## PROBLEM DETAILS
Report every line of the records below that contains the word "shower", copying each such line in full.

## WORKING DATA
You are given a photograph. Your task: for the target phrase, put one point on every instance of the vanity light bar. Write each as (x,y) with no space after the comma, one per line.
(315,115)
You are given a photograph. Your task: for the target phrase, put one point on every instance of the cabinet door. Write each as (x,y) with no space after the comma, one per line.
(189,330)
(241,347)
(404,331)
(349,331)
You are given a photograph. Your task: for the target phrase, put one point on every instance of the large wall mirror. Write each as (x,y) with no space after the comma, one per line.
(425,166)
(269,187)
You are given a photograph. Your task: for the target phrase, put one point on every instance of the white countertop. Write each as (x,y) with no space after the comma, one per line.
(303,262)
==
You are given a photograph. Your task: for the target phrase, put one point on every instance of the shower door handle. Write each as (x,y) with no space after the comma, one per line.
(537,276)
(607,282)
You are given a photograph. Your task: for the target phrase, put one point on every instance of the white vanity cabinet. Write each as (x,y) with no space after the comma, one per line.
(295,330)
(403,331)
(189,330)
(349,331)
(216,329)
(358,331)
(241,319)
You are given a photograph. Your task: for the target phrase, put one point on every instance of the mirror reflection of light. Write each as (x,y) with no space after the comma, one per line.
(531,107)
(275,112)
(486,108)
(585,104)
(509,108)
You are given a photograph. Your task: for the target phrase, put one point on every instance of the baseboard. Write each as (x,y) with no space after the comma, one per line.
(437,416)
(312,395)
* * *
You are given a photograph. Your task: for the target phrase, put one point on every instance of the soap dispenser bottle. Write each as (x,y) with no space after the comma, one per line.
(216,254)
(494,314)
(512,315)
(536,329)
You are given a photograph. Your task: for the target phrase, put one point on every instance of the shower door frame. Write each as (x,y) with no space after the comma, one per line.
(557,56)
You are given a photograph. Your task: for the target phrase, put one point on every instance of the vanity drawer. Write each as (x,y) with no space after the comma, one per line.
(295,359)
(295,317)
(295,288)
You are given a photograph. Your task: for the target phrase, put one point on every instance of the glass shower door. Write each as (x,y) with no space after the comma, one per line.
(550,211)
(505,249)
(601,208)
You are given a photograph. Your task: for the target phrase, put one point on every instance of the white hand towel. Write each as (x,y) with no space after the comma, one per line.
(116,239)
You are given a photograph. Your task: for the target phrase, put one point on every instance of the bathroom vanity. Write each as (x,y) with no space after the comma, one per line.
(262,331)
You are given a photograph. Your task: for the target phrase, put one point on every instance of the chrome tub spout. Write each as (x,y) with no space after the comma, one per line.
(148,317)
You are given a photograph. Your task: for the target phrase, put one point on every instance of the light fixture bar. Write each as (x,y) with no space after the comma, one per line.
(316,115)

## SOLUTION TO THIS PROBLEM
You are given a photograph. Your task: for the target phrase, put one point on every instance of the shower door handle. Write each as (x,y) with no space after the comma, one per line.
You are given a photograph. Your task: for the target phrase, put one point on every instance of the shower door frame. Write each as (x,y) with no space after the comma, one per line.
You are given a photograph. Your task: for the target phrase, put one point on every instance of the glass shower door. Write each as (x,y) with no space after the comma, one per line.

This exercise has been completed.